Annotation dataset entries:
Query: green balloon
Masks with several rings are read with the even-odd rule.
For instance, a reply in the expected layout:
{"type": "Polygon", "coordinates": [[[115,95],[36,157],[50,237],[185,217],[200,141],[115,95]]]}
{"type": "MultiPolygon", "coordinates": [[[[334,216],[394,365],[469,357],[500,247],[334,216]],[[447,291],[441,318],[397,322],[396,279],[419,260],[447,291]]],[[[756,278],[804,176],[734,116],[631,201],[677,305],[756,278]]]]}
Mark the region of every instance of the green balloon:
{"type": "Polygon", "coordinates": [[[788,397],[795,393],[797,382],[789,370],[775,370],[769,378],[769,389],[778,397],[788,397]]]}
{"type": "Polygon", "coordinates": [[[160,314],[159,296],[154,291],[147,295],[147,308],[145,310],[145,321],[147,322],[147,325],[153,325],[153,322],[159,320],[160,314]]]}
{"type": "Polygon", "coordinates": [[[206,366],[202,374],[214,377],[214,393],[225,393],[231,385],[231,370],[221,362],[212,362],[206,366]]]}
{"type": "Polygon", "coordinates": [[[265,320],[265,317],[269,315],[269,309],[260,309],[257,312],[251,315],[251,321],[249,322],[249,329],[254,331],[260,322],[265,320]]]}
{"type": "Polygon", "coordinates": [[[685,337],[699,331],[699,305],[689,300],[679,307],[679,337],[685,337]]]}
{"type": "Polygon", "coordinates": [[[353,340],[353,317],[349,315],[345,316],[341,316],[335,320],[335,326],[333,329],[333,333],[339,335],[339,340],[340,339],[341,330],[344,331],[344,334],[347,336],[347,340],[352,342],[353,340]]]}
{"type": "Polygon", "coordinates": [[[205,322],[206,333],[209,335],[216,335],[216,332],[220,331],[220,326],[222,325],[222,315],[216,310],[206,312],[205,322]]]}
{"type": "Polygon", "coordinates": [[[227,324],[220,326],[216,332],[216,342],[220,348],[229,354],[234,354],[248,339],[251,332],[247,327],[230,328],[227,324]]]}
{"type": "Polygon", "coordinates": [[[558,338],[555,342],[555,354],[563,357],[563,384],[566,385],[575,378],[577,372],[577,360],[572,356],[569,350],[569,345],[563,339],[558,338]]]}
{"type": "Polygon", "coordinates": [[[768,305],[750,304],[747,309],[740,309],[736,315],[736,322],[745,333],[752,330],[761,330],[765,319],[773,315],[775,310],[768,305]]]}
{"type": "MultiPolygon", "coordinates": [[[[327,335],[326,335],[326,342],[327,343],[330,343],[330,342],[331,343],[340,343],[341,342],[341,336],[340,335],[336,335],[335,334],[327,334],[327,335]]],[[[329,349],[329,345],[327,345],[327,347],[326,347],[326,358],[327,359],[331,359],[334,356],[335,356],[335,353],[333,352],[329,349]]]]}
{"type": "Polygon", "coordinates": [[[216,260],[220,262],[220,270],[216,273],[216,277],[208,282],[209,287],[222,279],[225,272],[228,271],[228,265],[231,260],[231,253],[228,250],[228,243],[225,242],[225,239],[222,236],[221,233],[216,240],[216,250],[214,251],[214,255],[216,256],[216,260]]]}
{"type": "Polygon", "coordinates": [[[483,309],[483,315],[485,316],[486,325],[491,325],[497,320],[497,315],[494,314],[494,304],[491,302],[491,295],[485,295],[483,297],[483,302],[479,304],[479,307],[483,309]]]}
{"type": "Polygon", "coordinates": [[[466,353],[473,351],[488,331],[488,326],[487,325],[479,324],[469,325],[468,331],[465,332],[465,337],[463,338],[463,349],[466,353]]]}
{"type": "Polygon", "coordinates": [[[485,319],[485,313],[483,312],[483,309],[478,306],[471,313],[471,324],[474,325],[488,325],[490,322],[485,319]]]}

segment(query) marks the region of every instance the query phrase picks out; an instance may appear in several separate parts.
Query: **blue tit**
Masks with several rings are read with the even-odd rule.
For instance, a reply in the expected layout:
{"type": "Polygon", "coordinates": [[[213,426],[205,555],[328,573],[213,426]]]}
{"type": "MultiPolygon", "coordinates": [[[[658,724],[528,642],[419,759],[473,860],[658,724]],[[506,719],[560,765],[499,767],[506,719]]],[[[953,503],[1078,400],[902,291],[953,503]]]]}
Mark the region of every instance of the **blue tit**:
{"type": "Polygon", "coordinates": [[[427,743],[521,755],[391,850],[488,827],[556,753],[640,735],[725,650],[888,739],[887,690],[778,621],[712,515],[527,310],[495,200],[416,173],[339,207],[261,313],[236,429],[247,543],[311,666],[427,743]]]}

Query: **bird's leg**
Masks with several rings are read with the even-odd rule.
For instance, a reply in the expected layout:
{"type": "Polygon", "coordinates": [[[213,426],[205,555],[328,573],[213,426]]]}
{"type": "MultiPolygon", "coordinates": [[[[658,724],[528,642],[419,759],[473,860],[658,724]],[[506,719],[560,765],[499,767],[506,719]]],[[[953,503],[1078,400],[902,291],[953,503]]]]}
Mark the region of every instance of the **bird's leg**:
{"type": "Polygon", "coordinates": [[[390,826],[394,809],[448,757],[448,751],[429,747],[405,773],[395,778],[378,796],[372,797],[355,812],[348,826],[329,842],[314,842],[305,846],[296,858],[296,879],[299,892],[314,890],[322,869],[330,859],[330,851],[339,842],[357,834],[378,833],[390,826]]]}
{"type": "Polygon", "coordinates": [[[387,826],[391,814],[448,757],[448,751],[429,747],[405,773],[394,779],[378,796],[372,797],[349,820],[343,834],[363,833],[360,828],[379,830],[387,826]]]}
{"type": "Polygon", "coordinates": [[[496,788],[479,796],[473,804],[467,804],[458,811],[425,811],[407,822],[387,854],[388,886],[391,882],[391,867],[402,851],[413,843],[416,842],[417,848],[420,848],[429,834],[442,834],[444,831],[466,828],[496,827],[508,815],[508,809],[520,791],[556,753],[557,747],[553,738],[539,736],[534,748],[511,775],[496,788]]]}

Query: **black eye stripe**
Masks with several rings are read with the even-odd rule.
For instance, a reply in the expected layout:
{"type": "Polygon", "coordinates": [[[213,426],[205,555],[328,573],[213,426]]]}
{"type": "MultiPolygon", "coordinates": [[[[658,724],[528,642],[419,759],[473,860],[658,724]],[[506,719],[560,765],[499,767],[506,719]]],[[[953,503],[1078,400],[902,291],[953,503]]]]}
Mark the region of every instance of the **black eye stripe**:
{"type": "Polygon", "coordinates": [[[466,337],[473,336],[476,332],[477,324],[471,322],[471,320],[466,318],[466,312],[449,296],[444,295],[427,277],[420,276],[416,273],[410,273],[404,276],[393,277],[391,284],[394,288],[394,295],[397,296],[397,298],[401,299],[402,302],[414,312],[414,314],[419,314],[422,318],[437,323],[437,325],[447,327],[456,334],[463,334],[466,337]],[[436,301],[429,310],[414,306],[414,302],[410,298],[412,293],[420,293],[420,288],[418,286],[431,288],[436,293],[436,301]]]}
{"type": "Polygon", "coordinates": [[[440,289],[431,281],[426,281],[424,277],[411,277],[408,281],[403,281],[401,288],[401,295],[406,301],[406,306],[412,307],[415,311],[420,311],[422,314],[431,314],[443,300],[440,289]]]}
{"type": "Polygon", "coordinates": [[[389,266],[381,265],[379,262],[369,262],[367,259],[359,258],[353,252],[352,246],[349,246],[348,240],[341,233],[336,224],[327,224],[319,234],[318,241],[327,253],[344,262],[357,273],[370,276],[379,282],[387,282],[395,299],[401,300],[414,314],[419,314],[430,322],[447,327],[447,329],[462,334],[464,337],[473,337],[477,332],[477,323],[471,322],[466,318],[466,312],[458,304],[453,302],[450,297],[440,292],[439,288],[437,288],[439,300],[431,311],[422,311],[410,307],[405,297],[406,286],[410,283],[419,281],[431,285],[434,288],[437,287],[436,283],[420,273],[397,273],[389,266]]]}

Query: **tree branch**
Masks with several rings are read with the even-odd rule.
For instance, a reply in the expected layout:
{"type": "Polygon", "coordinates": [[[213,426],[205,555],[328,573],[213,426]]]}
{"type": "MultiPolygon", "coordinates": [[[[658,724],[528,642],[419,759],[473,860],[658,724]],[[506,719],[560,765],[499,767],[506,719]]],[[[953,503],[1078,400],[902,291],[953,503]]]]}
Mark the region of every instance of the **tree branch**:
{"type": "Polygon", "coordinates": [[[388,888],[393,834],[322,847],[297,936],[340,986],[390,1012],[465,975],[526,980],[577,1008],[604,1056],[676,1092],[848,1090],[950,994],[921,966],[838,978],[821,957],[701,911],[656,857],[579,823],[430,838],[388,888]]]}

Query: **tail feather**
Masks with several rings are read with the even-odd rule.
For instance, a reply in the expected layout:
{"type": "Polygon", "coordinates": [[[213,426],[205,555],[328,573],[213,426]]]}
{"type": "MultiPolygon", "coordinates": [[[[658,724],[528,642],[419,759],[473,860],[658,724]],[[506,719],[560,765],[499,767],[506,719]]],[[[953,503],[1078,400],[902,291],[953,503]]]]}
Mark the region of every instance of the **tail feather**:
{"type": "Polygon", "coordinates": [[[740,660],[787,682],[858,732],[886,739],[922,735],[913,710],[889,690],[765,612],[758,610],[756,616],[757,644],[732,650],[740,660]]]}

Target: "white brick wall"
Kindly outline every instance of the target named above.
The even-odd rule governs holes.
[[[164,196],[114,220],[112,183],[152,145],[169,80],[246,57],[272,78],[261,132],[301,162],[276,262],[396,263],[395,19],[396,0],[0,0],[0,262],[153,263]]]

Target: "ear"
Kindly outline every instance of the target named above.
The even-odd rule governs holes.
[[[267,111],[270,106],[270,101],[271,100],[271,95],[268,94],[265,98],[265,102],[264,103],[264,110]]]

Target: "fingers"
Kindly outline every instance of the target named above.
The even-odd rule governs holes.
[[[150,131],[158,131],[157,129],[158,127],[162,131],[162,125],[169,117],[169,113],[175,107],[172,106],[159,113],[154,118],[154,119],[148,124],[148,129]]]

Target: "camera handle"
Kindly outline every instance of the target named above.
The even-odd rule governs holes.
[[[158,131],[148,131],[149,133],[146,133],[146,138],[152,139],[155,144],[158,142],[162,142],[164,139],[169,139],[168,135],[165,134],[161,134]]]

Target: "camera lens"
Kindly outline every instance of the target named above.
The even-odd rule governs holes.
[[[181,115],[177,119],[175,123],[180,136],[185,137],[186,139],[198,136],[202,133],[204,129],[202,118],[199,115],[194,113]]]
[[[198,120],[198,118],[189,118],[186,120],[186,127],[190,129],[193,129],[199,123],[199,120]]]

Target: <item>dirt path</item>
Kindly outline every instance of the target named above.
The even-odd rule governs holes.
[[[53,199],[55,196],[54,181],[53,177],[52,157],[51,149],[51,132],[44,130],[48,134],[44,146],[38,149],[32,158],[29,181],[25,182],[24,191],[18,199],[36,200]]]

» **WRITTEN REQUEST**:
Please arrange the lines of the items as a JSON list of strings, starting at the first line and ending at the line that contains "Mark the region of every instance of the green", with one string per line and blank lines left out. Include both the first and last lines of that range.

» **WRITTEN RESPONSE**:
[
  "Query: green balloon",
  "Masks with several rings are read with the even-odd rule.",
  "For instance, a reply in the expected layout:",
  "{\"type\": \"Polygon\", \"coordinates\": [[[115,95],[36,157],[50,237],[185,217],[200,141],[115,95]]]}",
  "{\"type\": \"MultiPolygon\", \"coordinates\": [[[[334,216],[394,365],[469,357],[500,247],[334,216]],[[447,291],[441,318],[397,322],[396,279],[419,260],[447,291]]],[[[756,278],[804,176],[734,116],[631,201],[677,305],[756,278]]]]}",
  "Mark the region of every instance of the green balloon:"
]